■ Tarea a realizar ■
Cite literalmente el pasaje del texto sobre las protestas por la libertad que va desde "Esa presencia de" hasta "tiempo que luminosas.".

■ Bloque de texto ■
____________________

Estos días de atrás, en el gigante asiático, uno de los países más férreamente controlados de la tierra, al tiempo que más cerrado y hermético, unos ciudadanos se echaban a la calle y, portando un folio blanco, al tiempo que pedían el fin del confinamiento por el covid-19, en realidad estaban pidiendo –y así lo gritaban– libertad y democracia.
Esto es, estaban pidiendo, desde una sociedad muy cerrada y autoritaria, el paso a una sociedad más abierta. Estaban manifestando un anhelo que, varios lustros antes, también habían reclamado –con consecuencias trágicas– los estudiantes que, en la plaza de Tiananmén de Pekín, en 1989, se habían manifestado reclamando tales ideales de libertad y democracia.
En aquella ocasión, dos imágenes resultaron sobrecogedoras: la de aquel hombre, con camisa blanca, que, totalmente indemne, con su mera humanidad, se plantó ante un tanque al que hizo detener; y la de aquella estatua o escultura blanca que –como verdadera diosa, portando la llama de la libertad y elevándola hacia lo alto– los estudiantes erigieron en tal plaza.
Esa presencia de lo blanco –ya sea en el folio, en la camisa, en la estatua– no es otra cosa que una aspiración a la luz, a la libertad, a lo claro, a lo abierto, que siempre abandera el ser humano –en cualquier sociedad y en cualquier época–, cuando siente que la opresión atenaza su vida.
Camisa blanca llevaban esos sujetos del pueblo soberano en el cuadro de Goya, cuando la revuelta madrileña de mayo contra la invasión napoleónica. Sobre ese cuadro, ese hombre y esa camia reflexionó María Zambrano, con palabras hermosas y muy hondas, al tiempo que luminosas.

____________________

■ Información ■
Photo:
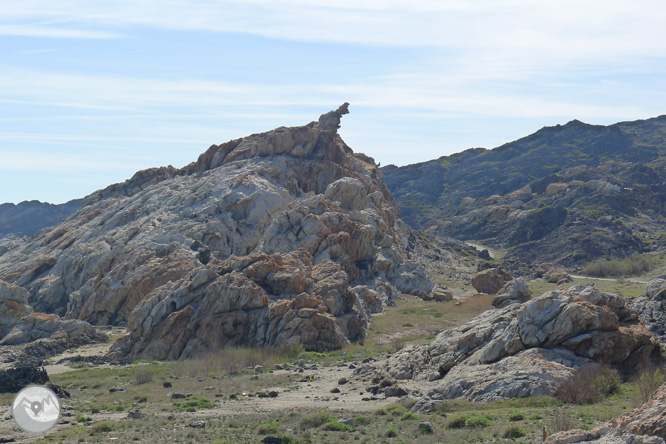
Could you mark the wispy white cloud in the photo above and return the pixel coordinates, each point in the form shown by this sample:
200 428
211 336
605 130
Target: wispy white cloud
51 32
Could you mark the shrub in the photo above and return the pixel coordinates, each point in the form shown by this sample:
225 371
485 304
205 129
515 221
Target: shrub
234 360
562 421
513 431
517 416
361 420
142 376
266 428
101 427
335 426
470 422
477 422
457 423
312 420
621 267
589 384
650 377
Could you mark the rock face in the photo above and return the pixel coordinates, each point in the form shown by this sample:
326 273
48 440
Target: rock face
523 349
643 425
566 194
19 324
285 236
513 291
490 281
651 307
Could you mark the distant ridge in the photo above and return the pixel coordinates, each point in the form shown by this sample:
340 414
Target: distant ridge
28 217
568 193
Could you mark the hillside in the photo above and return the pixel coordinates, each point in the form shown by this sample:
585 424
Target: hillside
27 218
283 237
568 194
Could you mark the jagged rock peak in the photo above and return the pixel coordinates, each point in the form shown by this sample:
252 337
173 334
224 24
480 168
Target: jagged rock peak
279 237
331 120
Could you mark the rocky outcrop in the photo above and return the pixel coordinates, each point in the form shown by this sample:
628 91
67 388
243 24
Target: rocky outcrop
643 425
514 291
490 281
651 307
276 237
19 324
523 349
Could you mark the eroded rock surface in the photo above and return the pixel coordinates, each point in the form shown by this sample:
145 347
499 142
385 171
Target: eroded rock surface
523 349
651 307
276 237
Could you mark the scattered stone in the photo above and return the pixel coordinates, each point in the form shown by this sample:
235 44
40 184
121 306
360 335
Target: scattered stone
136 414
514 291
425 427
387 382
522 350
395 392
490 281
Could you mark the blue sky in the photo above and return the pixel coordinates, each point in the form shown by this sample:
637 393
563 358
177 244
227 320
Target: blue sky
92 91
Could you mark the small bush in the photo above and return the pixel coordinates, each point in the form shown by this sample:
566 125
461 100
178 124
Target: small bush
477 422
335 426
267 428
312 420
469 422
517 416
102 427
562 421
142 376
361 420
589 384
457 423
513 431
409 416
650 377
622 267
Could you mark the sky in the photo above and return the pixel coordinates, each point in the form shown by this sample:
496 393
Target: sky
93 91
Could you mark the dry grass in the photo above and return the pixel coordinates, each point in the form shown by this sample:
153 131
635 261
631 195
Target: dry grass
233 361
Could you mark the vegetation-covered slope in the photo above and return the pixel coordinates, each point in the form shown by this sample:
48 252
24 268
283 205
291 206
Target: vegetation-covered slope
569 194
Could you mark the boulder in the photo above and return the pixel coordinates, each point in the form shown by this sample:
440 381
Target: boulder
651 307
13 306
514 291
39 325
490 281
273 239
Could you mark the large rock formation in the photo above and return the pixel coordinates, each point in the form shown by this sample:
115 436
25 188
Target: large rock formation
273 238
19 324
523 349
652 308
643 425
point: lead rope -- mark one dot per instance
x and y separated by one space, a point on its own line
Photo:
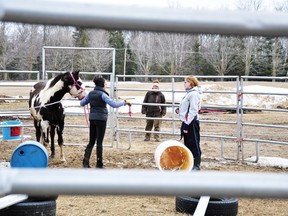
130 111
87 112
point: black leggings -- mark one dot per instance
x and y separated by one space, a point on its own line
97 133
192 138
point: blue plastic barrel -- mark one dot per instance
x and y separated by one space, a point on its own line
29 154
11 133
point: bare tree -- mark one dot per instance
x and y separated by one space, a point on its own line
142 44
172 52
5 48
100 60
249 41
220 51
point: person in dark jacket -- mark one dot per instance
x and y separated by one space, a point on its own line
154 96
98 98
188 112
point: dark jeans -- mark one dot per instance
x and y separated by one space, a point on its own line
96 134
149 126
192 138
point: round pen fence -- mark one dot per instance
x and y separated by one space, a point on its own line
144 182
238 136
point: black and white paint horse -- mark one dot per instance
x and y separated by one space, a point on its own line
46 108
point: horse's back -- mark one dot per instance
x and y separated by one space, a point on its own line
36 90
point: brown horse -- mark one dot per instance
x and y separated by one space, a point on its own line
46 108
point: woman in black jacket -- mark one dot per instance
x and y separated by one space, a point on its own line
154 96
98 98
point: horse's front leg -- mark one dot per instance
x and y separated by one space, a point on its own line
38 130
52 136
60 129
45 131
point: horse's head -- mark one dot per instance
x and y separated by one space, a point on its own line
74 84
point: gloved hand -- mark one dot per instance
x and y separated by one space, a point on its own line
128 103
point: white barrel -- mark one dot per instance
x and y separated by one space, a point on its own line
173 155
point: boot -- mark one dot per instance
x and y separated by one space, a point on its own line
197 162
87 157
99 163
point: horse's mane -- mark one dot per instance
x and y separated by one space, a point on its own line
56 79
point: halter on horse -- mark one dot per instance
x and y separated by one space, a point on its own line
46 108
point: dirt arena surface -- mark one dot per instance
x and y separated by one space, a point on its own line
141 156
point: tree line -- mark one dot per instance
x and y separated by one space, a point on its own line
141 53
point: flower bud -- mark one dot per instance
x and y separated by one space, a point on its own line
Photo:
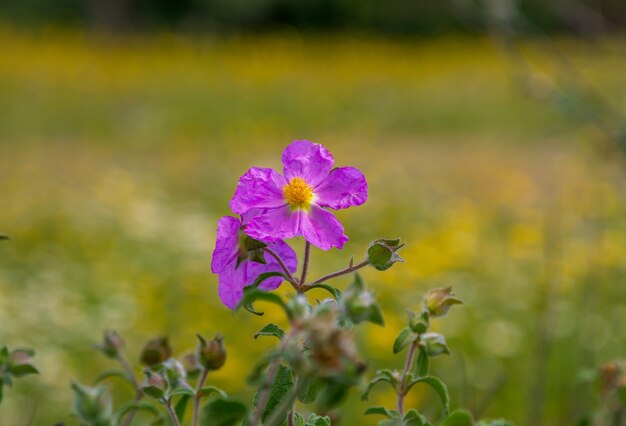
331 347
92 405
156 351
418 323
155 380
191 364
435 344
154 385
381 254
211 355
111 344
174 373
439 300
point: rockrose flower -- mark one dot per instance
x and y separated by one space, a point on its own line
294 203
229 245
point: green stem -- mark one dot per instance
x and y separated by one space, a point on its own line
345 271
402 391
271 375
173 415
138 393
305 266
283 266
196 405
287 405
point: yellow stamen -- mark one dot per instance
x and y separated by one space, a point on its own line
298 193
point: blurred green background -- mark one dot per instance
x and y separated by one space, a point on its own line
498 159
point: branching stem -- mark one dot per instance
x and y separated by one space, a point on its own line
138 392
305 266
345 271
292 280
196 405
402 391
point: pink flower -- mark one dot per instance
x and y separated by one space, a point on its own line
295 204
232 278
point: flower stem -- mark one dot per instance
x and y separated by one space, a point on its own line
402 391
287 405
305 265
271 375
173 415
345 271
138 393
196 405
280 261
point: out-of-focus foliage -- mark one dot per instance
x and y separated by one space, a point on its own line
397 17
117 156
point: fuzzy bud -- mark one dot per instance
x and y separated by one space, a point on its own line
211 355
111 344
156 351
439 300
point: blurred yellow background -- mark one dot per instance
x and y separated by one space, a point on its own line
119 154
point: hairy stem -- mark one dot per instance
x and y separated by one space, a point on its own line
287 404
271 375
173 415
138 392
196 405
305 265
280 261
345 271
407 368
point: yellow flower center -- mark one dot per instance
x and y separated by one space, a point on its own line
298 193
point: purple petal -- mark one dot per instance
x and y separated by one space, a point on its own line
232 281
344 187
247 216
310 161
258 188
226 243
322 229
275 225
230 285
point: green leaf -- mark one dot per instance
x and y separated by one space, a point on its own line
382 411
309 394
378 379
439 387
205 391
181 407
315 420
153 392
496 422
271 330
251 295
279 389
404 339
332 395
414 418
332 290
223 412
182 390
112 373
298 419
459 418
21 370
136 405
423 363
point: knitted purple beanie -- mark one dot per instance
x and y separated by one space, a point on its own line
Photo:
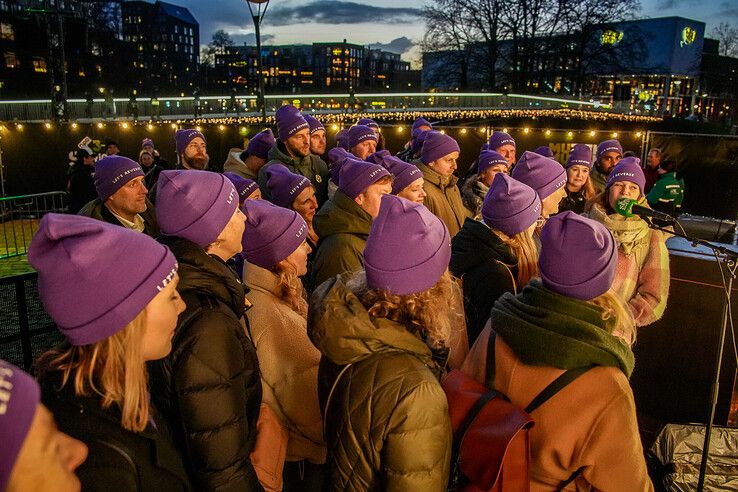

____________________

■ Respuesta escrita ■
Esa presencia de lo blanco –ya sea en el folio, en la camisa, en la estatua– no es otra cosa que una aspiración a la luz, a la libertad, a lo claro, a lo abierto, que siempre abandera el ser humano –en cualquier sociedad y en cualquier época–, cuando siente que la opresión atenaza su vida.
Camisa blanca llevaban esos sujetos del pueblo soberano en el cuadro de Goya, cuando la revuelta madrileña de mayo contra la invasión napoleónica. Sobre ese cuadro, ese hombre y esa camia reflexionó María Zambrano, con palabras hermosas y muy hondas, al tiempo que luminosas.